Exercise details —
Convert the entries from the line that contains "the wooden cutting" up to and including the line that contains "pixel 141 381" into a JSON list of strings, one string per line and no blank lines.

§ §

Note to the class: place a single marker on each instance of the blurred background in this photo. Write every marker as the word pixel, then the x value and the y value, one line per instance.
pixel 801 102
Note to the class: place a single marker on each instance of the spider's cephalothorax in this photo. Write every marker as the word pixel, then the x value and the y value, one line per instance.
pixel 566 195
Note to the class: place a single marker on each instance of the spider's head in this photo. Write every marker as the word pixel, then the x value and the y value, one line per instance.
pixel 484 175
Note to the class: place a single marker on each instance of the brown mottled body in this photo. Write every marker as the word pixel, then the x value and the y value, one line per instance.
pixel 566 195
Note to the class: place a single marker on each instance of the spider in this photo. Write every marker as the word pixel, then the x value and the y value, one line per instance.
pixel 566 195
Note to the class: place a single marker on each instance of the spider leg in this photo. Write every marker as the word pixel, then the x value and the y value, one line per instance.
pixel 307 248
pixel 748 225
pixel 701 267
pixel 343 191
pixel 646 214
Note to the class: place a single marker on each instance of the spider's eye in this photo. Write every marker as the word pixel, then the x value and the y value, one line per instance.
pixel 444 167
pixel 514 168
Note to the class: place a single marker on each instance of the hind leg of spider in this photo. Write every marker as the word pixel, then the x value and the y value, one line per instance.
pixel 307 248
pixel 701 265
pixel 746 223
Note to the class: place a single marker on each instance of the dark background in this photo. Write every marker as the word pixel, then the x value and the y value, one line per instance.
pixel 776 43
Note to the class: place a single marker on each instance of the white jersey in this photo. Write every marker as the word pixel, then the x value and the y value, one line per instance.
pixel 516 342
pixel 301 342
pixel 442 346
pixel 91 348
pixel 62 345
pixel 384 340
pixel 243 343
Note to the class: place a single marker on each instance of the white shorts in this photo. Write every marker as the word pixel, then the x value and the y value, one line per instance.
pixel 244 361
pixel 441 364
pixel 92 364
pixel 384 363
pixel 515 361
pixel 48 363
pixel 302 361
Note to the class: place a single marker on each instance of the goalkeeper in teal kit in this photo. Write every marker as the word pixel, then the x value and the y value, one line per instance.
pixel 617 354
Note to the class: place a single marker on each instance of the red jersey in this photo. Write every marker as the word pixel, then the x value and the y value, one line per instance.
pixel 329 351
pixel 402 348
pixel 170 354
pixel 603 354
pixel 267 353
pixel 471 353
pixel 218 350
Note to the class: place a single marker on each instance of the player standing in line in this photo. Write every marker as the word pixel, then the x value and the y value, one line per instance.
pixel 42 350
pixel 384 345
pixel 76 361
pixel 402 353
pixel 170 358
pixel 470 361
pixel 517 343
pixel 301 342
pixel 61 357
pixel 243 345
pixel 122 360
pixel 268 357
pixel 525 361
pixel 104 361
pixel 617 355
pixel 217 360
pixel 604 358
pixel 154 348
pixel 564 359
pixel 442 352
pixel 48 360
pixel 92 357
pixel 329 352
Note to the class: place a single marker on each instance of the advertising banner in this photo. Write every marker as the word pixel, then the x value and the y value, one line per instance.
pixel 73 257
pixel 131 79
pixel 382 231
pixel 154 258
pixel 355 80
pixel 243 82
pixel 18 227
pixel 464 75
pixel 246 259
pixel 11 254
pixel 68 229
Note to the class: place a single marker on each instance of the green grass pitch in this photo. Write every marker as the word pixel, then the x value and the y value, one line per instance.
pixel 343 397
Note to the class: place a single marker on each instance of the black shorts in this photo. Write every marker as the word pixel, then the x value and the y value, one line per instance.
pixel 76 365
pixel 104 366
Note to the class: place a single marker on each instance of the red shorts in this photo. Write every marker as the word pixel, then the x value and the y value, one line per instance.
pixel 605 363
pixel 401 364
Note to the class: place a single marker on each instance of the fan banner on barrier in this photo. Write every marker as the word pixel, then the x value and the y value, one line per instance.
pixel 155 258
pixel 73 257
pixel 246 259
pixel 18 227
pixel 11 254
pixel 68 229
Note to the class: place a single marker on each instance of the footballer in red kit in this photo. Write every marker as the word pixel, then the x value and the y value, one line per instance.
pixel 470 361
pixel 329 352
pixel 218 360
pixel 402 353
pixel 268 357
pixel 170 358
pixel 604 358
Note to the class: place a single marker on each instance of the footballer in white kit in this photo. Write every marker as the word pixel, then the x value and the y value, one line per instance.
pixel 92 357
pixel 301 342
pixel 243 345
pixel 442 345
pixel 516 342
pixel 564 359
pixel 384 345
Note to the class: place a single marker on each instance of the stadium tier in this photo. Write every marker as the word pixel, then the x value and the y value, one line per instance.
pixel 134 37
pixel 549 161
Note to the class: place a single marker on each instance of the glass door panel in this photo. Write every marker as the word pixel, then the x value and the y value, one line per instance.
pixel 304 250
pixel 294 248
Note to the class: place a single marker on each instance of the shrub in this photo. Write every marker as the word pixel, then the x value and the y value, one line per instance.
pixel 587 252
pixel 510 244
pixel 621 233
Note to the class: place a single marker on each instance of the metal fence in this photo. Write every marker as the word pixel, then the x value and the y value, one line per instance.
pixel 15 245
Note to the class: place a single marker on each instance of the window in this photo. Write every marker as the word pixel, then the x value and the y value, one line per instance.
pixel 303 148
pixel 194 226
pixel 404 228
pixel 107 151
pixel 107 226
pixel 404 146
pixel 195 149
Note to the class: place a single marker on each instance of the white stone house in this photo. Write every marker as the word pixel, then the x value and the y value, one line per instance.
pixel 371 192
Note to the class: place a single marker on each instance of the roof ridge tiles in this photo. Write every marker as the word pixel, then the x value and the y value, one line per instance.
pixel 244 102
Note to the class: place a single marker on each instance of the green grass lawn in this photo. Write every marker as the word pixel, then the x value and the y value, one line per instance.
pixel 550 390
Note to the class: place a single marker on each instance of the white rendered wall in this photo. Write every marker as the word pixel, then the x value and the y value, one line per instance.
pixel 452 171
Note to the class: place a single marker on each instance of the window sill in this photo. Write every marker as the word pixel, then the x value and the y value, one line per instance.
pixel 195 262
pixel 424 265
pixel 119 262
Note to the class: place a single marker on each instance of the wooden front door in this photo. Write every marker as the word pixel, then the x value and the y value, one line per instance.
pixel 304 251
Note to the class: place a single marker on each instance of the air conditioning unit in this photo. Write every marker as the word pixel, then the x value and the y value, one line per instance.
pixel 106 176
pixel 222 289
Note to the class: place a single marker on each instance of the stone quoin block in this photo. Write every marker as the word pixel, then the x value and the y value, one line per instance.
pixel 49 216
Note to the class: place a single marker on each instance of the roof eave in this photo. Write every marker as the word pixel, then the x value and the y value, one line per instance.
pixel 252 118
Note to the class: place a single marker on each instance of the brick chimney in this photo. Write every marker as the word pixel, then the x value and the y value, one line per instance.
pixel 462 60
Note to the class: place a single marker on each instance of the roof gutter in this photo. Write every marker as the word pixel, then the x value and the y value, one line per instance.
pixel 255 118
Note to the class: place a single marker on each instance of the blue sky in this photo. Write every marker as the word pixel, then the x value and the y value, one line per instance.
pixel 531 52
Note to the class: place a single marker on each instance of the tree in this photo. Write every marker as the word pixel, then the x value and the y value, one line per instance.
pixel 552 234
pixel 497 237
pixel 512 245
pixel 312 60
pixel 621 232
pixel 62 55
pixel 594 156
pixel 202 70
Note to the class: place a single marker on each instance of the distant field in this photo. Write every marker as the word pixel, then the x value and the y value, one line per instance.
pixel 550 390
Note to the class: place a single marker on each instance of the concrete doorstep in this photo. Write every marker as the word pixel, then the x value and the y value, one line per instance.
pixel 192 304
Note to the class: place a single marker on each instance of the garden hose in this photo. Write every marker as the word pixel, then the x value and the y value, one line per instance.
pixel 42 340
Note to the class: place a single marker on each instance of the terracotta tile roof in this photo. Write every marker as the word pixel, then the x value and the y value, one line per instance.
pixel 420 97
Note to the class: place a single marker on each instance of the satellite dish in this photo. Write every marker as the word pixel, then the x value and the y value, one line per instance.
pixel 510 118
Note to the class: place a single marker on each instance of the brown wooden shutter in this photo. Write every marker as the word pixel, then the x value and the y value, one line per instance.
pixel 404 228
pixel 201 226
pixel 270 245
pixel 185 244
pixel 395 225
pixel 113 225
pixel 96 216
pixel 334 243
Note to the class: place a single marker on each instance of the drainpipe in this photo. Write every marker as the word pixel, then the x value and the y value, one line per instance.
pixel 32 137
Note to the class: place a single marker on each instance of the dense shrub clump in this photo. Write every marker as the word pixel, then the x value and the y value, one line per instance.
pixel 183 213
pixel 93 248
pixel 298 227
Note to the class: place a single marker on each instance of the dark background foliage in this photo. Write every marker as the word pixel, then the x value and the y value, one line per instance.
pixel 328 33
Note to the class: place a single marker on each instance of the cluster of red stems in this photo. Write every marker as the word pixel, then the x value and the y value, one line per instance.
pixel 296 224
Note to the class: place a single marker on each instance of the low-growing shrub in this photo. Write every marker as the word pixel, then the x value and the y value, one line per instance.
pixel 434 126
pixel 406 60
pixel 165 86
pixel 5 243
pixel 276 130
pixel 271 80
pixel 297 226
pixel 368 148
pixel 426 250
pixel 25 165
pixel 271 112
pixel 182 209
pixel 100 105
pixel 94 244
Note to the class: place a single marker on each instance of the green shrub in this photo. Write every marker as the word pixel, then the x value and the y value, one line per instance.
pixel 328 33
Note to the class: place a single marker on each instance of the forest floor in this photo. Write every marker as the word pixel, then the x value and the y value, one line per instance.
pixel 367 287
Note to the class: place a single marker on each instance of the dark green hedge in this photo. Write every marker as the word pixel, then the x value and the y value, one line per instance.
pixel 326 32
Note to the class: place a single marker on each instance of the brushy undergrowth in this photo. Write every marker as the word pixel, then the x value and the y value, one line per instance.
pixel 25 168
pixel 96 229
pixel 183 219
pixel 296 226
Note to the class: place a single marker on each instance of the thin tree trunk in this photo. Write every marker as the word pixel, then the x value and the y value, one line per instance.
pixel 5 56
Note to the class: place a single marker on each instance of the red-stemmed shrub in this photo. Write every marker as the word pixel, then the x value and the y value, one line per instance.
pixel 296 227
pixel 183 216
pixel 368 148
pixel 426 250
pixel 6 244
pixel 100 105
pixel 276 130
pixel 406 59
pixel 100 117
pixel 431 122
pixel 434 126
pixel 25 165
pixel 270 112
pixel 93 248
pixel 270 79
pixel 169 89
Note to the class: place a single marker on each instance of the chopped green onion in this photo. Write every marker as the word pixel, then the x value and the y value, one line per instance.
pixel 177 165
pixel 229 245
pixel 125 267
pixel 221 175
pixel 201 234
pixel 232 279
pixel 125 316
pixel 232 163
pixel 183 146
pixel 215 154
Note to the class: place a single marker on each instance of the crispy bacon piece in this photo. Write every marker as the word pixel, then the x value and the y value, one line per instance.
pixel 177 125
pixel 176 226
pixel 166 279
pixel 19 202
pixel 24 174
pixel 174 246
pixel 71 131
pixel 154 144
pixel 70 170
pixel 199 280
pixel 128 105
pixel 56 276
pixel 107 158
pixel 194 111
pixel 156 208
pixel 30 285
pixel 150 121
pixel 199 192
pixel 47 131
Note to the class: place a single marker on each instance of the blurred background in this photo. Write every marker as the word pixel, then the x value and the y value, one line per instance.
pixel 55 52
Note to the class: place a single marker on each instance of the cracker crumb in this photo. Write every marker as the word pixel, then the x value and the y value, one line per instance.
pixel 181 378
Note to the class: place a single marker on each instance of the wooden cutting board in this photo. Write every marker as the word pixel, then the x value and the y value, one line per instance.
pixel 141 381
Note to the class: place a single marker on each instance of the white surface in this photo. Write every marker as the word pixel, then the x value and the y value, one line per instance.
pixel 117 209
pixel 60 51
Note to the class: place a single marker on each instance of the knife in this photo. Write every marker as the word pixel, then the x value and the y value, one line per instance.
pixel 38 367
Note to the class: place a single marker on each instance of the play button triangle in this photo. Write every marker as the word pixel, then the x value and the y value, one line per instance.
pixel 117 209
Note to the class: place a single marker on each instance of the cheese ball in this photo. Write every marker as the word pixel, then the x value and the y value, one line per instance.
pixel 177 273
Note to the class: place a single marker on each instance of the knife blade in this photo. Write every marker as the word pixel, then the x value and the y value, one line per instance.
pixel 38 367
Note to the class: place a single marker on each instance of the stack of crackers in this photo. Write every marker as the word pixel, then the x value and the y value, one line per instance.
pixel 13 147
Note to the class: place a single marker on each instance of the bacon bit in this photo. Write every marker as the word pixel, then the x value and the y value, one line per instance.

§ §

Complete response —
[
  "Note to the class: place a single marker on each instance of the wooden cutting board in this photo. Write every marker as the word pixel, then the x value and the y value, one line per instance.",
  "pixel 141 381"
]